▶ **DATA TO USE**
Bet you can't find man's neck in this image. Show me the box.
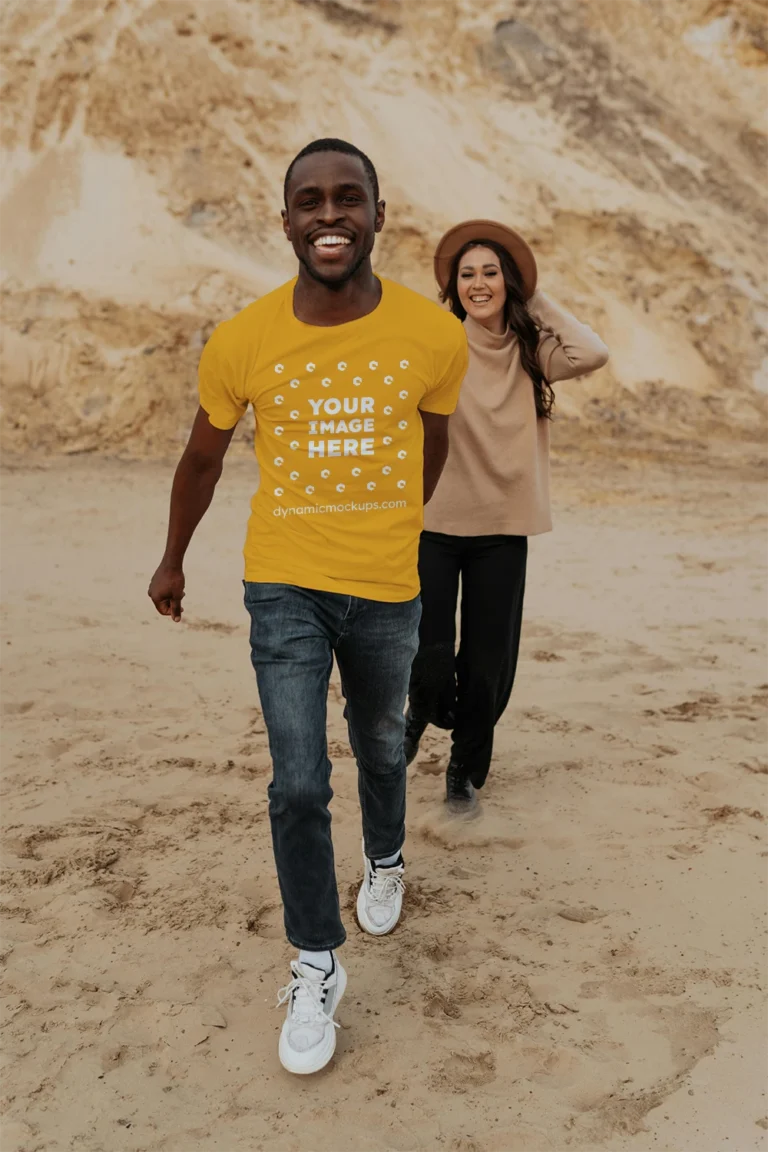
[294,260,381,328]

---

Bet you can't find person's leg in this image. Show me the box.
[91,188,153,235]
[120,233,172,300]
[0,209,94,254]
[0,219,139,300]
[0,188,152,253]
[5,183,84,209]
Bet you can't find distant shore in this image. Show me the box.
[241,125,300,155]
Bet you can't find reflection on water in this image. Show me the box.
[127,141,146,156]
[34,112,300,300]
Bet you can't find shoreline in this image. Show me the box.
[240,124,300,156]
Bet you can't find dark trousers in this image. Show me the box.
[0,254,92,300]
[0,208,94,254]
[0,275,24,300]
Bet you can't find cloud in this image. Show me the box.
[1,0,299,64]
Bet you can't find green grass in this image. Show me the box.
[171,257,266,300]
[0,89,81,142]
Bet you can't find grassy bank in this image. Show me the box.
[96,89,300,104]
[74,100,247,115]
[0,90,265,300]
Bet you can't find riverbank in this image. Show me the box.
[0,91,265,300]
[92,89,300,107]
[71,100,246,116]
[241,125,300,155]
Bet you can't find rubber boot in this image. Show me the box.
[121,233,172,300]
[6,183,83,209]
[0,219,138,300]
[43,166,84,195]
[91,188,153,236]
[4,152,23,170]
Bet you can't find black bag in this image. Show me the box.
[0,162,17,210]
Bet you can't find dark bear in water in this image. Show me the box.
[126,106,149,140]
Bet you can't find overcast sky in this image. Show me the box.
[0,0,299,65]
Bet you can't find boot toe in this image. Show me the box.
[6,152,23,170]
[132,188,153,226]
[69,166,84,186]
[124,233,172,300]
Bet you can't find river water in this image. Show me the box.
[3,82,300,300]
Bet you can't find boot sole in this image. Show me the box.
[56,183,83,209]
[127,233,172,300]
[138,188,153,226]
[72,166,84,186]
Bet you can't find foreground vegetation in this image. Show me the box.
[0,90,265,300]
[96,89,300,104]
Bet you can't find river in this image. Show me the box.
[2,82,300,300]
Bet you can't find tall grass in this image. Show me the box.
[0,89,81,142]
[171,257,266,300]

* * *

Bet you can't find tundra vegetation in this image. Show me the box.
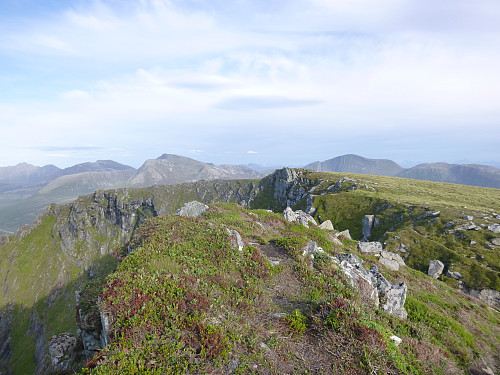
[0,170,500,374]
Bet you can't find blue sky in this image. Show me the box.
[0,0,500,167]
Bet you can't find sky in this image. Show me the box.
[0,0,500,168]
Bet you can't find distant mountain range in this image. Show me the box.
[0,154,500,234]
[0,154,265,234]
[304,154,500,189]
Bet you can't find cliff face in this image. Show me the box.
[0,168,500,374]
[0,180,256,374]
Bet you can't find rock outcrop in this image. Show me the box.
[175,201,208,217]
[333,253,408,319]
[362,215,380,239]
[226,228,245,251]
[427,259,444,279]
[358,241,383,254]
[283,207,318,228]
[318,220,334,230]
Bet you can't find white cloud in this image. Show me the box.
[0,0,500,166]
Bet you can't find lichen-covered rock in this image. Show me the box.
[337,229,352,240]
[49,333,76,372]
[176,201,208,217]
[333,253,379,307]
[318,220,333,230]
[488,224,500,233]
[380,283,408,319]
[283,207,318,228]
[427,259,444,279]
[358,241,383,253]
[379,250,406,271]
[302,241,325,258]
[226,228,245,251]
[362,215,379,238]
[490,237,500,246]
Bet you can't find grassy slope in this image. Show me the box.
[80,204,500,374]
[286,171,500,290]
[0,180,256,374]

▶ **TASK OBJECTIVE**
Recast the part of the material that opens with the line containing "Bet you can't find white" and closes with the line containing "[0,0,500,166]" as a numbered list, leaving out any blank lines.

▶ **SOLVED PROBLEM**
1. Bet you can't find white cloud in this image. Show me the box.
2. [0,0,500,166]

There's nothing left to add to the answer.